▶ _TEXT SEGMENT_
────────────────────────────────────────

Pathological loss values when model reloaded

Well, let’s try this is the debugging script which seems pathological as one can see the plots of the 22th Dec. 2019 of BatchNorm parameters after model reload (the title is in fact inappropriate as the BN seems not responsible).

import torch.optim as optim
import torch.nn.functional as F
import random
import types
import os

# the Network Model Classes
from pz_network import *
# the Utility Classes to manipulate the images
from pz_image_manip_utils import *


############## Process BATCH ################
def process(model,sample_batched,transforms,train=None,debug=False):
    #We load the model checkpoint so no more training
    model.eval()

    n_bins = model.n_bins # the last number of neurons

    z_min = 0.0
    z_max = 1.0

    #    # turn off the computation of the gradient for all tensors
    with torch.no_grad():

        #get next data
        img_batch = sample_batched['image']   #input image
        ebv_batch = sample_batched['ebv']     #input redenning
        z_batch   = sample_batched['z']       #target

        batch_size  = len(img_batch)
        transf_size = len(transforms)

        new_img_batch = torch.zeros_like(img_batch).permute(0, 3, 1, 2)

────────────────────────────────────────

▶ _ROWS_

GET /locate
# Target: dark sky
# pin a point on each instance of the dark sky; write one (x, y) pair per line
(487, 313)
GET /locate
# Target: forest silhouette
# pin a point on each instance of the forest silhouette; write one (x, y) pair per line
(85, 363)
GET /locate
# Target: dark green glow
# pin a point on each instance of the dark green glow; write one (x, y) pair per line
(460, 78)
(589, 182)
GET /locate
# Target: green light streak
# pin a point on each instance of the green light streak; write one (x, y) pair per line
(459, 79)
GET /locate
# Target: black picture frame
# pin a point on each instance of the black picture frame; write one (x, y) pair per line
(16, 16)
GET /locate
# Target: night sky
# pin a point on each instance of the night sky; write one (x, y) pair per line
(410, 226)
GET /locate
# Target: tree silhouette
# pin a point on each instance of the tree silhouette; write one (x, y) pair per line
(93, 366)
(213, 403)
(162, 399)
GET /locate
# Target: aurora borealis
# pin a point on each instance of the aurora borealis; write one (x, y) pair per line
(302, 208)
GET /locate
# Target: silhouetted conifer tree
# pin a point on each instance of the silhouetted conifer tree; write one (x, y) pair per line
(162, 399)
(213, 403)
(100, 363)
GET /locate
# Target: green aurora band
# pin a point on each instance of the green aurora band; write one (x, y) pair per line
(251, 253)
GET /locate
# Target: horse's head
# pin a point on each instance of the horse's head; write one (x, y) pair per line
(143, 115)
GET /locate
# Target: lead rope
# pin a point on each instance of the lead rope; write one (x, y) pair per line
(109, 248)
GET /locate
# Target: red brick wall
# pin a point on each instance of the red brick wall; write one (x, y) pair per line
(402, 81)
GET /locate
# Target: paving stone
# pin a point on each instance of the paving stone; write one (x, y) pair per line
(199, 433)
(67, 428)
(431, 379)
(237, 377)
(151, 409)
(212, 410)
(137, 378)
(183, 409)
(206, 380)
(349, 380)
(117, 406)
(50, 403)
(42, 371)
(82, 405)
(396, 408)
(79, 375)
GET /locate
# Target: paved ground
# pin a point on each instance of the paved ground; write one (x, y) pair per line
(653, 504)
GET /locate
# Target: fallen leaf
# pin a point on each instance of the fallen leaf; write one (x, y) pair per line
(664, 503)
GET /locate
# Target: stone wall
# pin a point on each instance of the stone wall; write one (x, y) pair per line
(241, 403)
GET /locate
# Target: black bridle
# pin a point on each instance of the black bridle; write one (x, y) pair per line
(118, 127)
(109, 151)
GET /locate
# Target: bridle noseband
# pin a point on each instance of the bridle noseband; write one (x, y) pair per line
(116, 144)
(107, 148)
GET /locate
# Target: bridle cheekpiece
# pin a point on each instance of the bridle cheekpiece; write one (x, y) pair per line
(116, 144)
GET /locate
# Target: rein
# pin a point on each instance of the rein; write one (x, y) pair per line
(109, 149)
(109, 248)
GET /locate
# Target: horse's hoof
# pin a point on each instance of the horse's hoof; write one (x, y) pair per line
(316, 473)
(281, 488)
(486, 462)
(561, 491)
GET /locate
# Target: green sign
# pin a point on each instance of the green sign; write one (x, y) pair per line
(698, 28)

────────────────────────────────────────

▶ _STATED TASK A_
Please rewrite the paragraph of the forum post that begins "Well, let's try this" in two shorter sentences, keeping its main facts.
▶ _STATED TASK B_
Decide whether each statement agrees with the forum post, answering yes or no and quoting the deciding words: (i) the process function switches the model to evaluation mode; (ii) z_min is set to 1.0; (iii) gradient computation is turned off inside the function.
▶ _STATED TASK C_
Answer from the forum post:
(i) Which module is imported for the network model classes?
(ii) Under which key of sample_batched is the target stored?
(iii) What does the comment beside n_bins say it represents?

▶ _REPLY A_
The author shares a debugging script that looks pathological, as the BatchNorm parameter plots from 22 Dec. 2019 after the model reload show. The title is actually inappropriate, since BatchNorm does not seem to be responsible.

▶ _REPLY B_
(i) Yes: "model.eval()"
(ii) No: "z_min = 0.0"
(iii) Yes: "with torch.no_grad():"

▶ _REPLY C_
(i) pz_network
(ii) 'z'
(iii) The last number of neurons.